§ Material shown
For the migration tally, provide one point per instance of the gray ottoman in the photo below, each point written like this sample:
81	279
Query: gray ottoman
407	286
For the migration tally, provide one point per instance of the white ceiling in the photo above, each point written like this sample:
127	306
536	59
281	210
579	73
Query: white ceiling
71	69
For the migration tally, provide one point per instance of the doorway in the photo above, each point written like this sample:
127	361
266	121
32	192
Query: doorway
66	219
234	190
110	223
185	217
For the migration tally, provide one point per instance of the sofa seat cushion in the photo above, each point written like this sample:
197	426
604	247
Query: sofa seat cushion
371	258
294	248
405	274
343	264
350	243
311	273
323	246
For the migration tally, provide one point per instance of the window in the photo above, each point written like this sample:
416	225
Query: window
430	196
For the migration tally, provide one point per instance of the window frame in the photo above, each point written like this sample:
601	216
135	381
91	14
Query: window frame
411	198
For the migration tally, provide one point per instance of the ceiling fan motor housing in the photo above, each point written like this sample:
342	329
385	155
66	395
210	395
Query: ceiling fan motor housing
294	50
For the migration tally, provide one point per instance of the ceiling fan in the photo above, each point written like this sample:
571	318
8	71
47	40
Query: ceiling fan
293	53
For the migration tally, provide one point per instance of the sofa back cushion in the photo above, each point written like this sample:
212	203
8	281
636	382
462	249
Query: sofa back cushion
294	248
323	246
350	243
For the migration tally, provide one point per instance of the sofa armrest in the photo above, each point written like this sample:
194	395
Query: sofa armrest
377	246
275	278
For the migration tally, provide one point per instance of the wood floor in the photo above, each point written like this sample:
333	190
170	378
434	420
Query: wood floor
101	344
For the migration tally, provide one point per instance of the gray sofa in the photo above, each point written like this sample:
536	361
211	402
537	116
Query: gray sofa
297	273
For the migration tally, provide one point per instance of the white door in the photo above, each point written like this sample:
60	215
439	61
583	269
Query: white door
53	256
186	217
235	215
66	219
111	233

§ Exercise aim
Give each entry again, spelled exactly as shown.

§ Expected output
For the migration tally, provide one point per instance of the gray ottoman in the photo below, each point written like this sample:
81	279
Query: gray ottoman
407	286
For the migration tally, provide one point per instance of the white ceiling in the photo above, each point written like this sample:
127	306
536	59
281	210
579	73
Query: white ceiling
71	69
For the migration tally, provide one point per instance of the doorway in the photo above, each point written like this sample:
127	361
266	121
32	192
Query: doorway
66	219
234	190
110	223
185	217
For the migration tally, provide one point per instance of the sofa seat cushion in the photo above, each point written like this sample:
197	426
604	247
Query: sofa seat cushion
371	258
294	248
405	274
343	264
350	243
311	273
323	246
For the migration tally, provide one point per instance of the window in the photo above, each point written like this sample:
416	225
Query: window
430	196
For the migration tally, provide one point per instance of the window frame in the photo above, each point written like this sample:
601	216
135	381
91	14
Query: window frame
411	198
For the migration tally, provide one point per instance of the ceiling fan motor housing in the photo above, each point written like this sample:
342	329
385	155
66	395
210	395
Query: ceiling fan motor housing
294	50
For the migration tally, provide one point per instance of the ceiling fan in the photo above, each point written like this sample:
571	318
8	71
47	40
Query: ceiling fan
293	53
For the migration tally, provide one point per instance of the sofa back cushion in the photo above, each point written like this sample:
212	203
8	281
636	382
462	249
Query: sofa back cushion
294	248
323	246
350	243
For the migration tally, provide one point per instance of the sofa armrest in the photo above, each point written like this sample:
194	395
Query: sofa armrest
377	246
275	278
For the migration tally, provide one point per instance of the wood floor in the photo above, each point written like this sample:
333	190
170	378
434	420
Query: wood floor
101	344
For the migration tally, provide one point per instance of the gray sofa in the photo above, each point written like this sample:
536	361
211	402
537	116
Query: gray sofa
297	273
For the migration tally, provide one point per instance of the white door in the photo above, each point written like this sample:
60	215
439	61
583	269
Query: white door
53	256
186	217
235	215
66	219
111	233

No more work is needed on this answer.